→ **Work request**:
Those lines of the records that contain "island" are to be located and copied.

###

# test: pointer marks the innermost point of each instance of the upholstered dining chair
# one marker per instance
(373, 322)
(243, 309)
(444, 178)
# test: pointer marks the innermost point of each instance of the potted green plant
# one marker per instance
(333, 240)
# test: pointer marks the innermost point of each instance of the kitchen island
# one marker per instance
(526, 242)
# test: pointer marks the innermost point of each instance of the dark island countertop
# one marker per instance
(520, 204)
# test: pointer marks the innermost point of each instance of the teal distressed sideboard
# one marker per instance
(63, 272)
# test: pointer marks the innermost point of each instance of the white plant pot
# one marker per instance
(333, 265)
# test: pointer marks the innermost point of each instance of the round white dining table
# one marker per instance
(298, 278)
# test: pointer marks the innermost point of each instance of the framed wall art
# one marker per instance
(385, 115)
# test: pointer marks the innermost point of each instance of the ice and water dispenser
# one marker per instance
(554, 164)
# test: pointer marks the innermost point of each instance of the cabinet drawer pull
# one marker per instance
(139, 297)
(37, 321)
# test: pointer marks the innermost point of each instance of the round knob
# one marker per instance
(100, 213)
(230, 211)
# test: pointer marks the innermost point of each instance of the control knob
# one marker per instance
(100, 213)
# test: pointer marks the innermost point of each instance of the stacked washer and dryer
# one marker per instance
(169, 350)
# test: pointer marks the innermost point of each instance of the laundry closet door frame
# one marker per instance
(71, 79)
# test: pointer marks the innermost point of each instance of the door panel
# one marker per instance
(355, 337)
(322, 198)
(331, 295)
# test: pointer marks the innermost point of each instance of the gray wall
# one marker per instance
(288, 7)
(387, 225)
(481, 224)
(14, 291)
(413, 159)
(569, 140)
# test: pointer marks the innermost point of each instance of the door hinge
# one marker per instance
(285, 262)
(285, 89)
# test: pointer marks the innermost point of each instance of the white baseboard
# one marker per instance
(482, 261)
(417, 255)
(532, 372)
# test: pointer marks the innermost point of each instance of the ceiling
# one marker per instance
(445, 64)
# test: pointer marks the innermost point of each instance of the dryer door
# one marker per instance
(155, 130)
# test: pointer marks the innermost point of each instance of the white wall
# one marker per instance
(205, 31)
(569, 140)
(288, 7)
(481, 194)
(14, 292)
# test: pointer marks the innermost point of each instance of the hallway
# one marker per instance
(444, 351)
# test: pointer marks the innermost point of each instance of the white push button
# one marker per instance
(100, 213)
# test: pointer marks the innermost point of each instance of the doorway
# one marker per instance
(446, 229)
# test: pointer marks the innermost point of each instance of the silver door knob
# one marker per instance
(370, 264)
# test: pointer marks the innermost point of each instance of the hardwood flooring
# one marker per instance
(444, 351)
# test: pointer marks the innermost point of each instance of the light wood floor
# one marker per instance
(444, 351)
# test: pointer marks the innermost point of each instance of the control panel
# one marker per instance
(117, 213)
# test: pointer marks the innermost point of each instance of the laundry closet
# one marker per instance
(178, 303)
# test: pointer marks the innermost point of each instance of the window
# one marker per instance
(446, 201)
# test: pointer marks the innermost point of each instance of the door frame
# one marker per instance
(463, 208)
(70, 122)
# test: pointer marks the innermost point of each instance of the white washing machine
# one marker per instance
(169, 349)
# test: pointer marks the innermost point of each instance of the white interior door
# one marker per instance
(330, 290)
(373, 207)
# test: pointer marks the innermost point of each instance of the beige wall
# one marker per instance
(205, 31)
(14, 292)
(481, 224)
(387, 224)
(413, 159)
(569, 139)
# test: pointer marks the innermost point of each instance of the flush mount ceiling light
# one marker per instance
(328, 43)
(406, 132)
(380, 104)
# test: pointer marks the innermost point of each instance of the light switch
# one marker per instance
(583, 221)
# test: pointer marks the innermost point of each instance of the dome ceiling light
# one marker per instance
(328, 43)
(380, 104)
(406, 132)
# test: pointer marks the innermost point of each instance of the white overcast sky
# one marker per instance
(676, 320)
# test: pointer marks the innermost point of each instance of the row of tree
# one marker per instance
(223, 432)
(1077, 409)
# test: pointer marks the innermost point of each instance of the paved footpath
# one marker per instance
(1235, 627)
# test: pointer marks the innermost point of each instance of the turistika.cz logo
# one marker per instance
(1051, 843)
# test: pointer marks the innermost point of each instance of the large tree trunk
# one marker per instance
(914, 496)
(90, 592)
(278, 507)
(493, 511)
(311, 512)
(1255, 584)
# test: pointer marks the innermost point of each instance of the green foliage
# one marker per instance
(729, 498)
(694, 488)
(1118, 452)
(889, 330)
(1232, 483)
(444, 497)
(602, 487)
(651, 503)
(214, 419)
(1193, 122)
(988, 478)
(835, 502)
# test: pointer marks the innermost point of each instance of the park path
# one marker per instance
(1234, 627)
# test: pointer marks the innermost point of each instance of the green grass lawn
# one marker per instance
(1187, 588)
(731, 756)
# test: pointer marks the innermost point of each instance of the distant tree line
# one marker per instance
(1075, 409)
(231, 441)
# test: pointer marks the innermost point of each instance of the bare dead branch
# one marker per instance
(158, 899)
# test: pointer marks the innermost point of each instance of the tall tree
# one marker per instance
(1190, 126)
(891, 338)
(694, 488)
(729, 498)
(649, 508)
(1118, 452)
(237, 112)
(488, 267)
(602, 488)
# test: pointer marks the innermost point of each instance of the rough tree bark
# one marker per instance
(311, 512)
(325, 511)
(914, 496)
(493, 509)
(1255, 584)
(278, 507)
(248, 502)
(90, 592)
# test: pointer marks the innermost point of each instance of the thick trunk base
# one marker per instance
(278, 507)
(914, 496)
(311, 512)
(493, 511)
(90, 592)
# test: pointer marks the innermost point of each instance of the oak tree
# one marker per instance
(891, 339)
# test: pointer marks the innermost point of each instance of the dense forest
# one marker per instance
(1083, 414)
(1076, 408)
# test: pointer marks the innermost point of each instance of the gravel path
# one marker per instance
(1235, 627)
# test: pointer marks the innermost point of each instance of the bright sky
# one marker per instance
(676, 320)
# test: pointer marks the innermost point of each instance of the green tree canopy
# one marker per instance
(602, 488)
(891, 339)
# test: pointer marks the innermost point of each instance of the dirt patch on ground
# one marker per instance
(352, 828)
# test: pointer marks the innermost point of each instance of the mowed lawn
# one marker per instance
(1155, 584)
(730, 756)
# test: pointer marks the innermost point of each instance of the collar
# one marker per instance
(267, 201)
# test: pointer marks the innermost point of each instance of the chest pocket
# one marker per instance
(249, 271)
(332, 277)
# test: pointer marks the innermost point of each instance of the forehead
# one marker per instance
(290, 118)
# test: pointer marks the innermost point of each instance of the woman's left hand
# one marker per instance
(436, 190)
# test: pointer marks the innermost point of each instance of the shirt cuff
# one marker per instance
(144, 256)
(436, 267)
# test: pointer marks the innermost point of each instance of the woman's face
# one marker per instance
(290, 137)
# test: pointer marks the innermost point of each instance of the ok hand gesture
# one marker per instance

###

→ **Solution to the problem**:
# test: pointer marks the innermost point of each instance of the kitchen island
# test: pointer marks the innermost point of each instance of the dark island countertop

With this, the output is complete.